SUPPLIED INFORMATION:
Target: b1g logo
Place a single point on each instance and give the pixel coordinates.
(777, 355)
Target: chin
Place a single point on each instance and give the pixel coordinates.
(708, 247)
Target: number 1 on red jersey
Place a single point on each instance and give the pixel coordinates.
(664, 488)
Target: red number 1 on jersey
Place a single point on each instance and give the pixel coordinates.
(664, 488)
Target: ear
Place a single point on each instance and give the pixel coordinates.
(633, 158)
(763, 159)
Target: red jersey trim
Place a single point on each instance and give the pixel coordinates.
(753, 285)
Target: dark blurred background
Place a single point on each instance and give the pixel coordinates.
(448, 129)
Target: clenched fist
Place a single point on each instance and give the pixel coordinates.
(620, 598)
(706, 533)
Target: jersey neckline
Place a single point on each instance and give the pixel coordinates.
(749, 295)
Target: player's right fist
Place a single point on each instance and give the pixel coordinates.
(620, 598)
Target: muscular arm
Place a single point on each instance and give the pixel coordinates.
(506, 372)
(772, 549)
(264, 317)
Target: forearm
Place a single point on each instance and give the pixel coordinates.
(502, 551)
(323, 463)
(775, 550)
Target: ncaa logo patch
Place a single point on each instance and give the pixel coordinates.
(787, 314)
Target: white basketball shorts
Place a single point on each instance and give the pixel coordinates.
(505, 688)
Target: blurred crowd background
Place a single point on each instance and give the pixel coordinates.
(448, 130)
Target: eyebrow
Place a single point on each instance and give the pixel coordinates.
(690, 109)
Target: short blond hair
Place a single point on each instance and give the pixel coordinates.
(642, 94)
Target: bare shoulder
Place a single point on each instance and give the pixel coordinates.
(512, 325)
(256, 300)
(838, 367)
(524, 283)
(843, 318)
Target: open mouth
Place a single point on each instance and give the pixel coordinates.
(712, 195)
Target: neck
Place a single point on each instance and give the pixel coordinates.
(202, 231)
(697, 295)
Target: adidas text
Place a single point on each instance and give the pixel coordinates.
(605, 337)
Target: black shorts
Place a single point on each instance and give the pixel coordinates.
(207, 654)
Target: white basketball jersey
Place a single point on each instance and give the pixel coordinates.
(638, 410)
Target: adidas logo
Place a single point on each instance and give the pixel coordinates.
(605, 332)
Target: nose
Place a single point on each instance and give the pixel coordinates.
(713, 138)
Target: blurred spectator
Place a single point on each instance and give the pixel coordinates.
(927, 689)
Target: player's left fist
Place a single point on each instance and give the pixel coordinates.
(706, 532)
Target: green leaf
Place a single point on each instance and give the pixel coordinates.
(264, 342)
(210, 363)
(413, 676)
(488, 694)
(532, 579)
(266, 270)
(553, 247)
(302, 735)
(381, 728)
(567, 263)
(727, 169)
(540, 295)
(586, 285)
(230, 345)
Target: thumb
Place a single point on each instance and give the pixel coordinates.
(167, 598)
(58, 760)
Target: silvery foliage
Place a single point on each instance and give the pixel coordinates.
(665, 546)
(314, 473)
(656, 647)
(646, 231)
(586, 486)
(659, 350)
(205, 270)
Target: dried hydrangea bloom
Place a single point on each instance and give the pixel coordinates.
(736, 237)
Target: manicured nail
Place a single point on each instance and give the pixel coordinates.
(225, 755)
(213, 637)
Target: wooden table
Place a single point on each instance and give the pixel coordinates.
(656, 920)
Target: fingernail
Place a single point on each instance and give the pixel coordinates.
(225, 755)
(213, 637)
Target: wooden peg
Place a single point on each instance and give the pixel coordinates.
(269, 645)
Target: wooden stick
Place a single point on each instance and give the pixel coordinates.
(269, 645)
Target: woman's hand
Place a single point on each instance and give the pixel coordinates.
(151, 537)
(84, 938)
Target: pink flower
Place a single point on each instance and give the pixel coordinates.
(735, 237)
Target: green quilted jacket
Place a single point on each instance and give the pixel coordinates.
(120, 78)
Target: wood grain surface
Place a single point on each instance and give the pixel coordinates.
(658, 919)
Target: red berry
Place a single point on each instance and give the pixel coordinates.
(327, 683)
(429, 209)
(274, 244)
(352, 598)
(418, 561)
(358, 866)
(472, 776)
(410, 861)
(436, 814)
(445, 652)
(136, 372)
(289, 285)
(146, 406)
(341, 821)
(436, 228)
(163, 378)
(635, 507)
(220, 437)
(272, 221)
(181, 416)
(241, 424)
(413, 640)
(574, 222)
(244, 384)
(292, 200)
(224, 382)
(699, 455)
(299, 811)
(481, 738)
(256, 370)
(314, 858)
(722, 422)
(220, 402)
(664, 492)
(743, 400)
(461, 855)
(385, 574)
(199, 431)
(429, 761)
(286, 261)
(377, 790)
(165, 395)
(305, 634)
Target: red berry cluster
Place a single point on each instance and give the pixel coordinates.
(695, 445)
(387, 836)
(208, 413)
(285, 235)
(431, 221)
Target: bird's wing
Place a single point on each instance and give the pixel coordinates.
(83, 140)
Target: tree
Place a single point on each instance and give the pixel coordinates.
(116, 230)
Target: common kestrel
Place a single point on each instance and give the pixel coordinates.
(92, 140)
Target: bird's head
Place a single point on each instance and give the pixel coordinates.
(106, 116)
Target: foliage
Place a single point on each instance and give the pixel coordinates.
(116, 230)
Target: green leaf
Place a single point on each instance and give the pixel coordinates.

INSTRUCTIONS TO FOLLOW: Only the number is wanted here. How many lines in the entries contain "basketball"?

RESPONSE FOR THIS EXERCISE: 2